Extracted text:
■ ■ ■ ■ ■ ■ ■

It is a problem yes. I suspect the older generation are probably easier to accommodate - they are usually registered with their local GP. If they want to move at pace, I think it might be a case of banging a letter through each house, and approaching the homeless on the street at the time.
But that doesn't deal with priority issues? Alternatively open the schools and all parents attend with their kids and parents get vaccinated using the register. Teachers and other staff get done too and we reopen the schools.
Like someone said I would just hang round the vaccine centre, this is to much of a life saver to bin we are lucky to be having it my concern is poorer countries who cannot afford the vaccine let alone binning it.
The older generation are always in and out of the GP surgery, just inject them when they are having their corns filed and stick the paperwork to their zimmers
That's a solid shout! Anyone know if you get injected twice what happens? I'd like to think it would be something super power like - but its probably acute dysentery or stomach cramps - or indeed nothing at all.
You get to sell your story to the paper and then sit back as people go incandescent over the wasteful NHS / gov’t
I doubt very much that appointments are made without confirmation my father in law had a phone call to book his appointment then a text message to confirm so the argument that it’s lack of updated details for me is a no go they contact you you accept if you then don’t turn up it’s mainly your fault except for unforeseen circumstances which that many people can all of had.
Is that statement accurate for everyone everywhere? e.g. most people seem to be getting letters. It’s splendid news if it’s working as described.
My understanding is that it will depend on the time that has elapsed between the two doses. There's a theory that if it's long enough the second dose is more effective overall as the Immune System forgets about having the first but you still have the protection from it. I don't know if the paper that I think covers this has been peer reviewed yet though.
Are the doses the same? I.e. one dose a person gets on day x, followed by a second dose of the same thing on day y? Or are they two doses that complement each other, so not identical?

■ ■ ■ ■ ■ ■ ■

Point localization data
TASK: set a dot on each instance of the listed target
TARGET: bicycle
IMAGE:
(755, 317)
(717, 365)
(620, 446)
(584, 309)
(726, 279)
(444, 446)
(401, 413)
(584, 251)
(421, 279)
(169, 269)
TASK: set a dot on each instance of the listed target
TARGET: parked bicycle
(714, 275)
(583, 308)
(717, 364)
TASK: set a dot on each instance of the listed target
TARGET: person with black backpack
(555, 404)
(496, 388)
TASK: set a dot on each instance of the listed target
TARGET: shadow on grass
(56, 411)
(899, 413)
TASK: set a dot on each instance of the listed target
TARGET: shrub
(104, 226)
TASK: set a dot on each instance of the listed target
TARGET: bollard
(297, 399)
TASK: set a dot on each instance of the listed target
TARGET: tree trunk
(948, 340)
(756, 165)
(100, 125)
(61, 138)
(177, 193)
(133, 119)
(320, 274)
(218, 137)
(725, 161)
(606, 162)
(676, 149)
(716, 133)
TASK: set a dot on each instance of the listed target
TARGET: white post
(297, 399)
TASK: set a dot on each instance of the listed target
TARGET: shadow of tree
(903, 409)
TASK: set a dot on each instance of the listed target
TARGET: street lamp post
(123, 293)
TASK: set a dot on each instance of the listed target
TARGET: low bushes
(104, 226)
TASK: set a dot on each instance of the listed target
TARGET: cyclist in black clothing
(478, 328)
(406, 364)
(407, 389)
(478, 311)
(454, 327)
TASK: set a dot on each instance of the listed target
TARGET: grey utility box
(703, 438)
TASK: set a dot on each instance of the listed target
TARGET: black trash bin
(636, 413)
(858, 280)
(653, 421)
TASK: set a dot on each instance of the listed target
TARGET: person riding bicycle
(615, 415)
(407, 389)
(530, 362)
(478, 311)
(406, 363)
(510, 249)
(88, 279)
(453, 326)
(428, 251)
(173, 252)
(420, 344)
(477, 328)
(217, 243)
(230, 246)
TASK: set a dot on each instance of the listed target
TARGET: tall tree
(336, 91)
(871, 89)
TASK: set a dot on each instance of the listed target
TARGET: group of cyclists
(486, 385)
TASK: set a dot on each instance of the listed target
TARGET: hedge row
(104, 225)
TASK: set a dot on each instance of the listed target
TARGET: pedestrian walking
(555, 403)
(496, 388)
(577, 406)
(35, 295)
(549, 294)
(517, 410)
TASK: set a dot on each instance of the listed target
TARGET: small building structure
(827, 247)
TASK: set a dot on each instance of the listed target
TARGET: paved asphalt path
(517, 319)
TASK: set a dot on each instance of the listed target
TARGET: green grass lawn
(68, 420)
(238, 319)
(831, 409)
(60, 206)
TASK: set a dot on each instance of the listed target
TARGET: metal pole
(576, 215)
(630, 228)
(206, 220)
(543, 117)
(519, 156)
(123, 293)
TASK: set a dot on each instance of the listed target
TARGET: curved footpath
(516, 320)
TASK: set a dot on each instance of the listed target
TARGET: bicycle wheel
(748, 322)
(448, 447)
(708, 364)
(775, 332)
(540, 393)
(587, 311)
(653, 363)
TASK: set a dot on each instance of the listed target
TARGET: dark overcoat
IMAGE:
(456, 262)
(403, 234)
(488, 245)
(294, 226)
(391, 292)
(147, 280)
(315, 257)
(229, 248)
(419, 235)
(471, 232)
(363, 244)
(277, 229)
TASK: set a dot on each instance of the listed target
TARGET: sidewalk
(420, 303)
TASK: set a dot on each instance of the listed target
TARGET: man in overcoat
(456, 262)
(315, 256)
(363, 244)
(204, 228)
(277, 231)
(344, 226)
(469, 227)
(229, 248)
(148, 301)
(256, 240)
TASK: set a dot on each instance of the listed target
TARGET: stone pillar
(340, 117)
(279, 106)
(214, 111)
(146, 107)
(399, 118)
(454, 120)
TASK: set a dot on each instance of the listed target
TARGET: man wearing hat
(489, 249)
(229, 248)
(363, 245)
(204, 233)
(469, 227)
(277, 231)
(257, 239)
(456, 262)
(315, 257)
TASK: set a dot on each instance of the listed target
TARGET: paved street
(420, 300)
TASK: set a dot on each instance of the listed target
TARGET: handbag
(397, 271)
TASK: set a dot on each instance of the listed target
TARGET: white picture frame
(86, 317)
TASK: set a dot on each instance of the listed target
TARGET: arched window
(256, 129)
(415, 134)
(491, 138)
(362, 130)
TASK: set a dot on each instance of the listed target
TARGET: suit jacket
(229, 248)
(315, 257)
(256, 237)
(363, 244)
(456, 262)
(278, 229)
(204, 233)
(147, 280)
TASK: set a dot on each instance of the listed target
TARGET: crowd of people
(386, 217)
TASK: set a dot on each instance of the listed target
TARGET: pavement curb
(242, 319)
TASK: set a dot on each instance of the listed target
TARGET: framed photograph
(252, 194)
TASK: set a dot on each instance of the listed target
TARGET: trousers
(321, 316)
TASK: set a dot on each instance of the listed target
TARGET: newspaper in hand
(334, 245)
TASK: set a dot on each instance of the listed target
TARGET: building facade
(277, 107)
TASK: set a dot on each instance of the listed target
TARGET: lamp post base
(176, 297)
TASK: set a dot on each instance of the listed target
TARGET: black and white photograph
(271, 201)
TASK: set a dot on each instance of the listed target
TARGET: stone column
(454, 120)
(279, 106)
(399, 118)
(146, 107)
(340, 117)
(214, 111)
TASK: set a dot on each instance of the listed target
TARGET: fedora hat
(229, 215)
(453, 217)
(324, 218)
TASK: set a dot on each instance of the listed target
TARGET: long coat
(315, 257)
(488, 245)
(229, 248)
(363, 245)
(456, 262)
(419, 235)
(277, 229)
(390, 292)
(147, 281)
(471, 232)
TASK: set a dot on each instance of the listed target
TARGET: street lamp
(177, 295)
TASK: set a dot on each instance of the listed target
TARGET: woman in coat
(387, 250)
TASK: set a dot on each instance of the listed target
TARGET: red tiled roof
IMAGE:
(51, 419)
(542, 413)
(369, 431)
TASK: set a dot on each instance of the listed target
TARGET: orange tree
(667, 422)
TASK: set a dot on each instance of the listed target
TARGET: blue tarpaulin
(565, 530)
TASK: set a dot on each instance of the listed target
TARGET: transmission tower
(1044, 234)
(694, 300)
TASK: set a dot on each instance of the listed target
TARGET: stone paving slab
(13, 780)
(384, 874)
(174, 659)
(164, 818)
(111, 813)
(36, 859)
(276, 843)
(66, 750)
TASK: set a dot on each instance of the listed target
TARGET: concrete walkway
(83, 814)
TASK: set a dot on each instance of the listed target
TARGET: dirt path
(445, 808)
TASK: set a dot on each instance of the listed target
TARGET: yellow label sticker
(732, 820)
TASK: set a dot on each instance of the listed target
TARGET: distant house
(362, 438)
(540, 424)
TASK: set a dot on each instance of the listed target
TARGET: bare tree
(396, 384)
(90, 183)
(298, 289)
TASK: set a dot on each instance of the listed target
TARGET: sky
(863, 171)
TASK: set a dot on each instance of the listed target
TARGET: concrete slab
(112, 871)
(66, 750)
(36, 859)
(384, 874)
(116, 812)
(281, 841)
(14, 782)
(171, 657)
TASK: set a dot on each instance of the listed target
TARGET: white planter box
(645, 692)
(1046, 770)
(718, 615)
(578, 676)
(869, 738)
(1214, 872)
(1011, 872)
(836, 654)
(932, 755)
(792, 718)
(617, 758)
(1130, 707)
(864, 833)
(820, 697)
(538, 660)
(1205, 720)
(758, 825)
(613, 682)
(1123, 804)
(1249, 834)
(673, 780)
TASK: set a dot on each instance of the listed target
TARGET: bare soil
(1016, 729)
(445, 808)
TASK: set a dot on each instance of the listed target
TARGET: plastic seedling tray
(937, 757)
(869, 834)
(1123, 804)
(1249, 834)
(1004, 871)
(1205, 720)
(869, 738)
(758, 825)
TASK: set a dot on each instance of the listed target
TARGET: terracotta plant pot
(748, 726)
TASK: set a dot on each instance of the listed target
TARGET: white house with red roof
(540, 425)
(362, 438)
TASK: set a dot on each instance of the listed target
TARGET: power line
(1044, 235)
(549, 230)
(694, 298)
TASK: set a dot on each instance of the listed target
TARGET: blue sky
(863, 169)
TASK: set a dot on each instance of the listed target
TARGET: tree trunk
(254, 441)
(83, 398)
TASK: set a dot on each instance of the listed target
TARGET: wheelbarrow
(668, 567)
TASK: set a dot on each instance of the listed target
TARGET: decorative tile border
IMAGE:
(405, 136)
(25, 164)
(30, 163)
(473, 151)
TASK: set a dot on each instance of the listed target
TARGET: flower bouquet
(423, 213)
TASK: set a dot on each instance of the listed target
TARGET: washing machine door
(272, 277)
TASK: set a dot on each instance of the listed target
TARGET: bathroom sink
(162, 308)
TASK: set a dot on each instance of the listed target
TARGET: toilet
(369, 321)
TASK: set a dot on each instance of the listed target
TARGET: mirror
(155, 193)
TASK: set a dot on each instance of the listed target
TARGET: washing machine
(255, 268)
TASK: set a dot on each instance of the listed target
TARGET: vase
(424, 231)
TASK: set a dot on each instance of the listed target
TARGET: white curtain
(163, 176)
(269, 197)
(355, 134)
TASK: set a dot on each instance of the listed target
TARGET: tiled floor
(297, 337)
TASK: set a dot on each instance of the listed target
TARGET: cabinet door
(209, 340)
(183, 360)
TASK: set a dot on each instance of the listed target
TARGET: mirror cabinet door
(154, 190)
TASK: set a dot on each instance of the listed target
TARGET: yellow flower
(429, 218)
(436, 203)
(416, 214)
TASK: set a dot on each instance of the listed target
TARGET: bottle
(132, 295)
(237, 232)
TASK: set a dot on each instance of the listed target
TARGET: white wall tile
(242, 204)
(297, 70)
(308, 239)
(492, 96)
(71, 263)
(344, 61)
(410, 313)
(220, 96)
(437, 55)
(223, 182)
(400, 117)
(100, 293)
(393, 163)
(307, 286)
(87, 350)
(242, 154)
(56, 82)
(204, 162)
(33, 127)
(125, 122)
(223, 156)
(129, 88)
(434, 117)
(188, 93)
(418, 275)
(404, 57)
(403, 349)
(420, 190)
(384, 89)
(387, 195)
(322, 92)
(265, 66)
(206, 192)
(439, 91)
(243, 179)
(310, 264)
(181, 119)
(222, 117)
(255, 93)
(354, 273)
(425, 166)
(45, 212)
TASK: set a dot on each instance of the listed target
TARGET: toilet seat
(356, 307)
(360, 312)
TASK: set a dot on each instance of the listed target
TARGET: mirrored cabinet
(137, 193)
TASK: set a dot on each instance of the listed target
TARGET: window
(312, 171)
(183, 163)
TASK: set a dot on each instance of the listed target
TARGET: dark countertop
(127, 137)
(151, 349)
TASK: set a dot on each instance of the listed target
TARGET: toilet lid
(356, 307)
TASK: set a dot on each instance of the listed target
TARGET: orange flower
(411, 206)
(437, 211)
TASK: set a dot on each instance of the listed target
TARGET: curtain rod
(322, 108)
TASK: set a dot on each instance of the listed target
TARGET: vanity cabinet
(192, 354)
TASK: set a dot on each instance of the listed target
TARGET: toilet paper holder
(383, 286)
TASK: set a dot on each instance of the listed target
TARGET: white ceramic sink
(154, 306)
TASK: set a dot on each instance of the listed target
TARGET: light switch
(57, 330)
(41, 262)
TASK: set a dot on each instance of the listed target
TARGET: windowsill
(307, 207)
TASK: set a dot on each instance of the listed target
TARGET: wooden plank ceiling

■ ■ ■ ■ ■ ■ ■

Work item A: In the vaccine discussion, how was the father-in-law's appointment booked and then confirmed?
Work item B: Transcribe the vaccine discussion from "My understanding is" up to and including "so not identical?".

Output A: He got a phone call to book the appointment and then a text message to confirm it.

Output B:
My understanding is that it will depend on the time that has elapsed between the two doses. There's a theory that if it's long enough the second dose is more effective overall as the Immune System forgets about having the first but you still have the protection from it. I don't know if the paper that I think covers this has been peer reviewed yet though.
Are the doses the same? I.e. one dose a person gets on day x, followed by a second dose of the same thing on day y? Or are they two doses that complement each other, so not identical?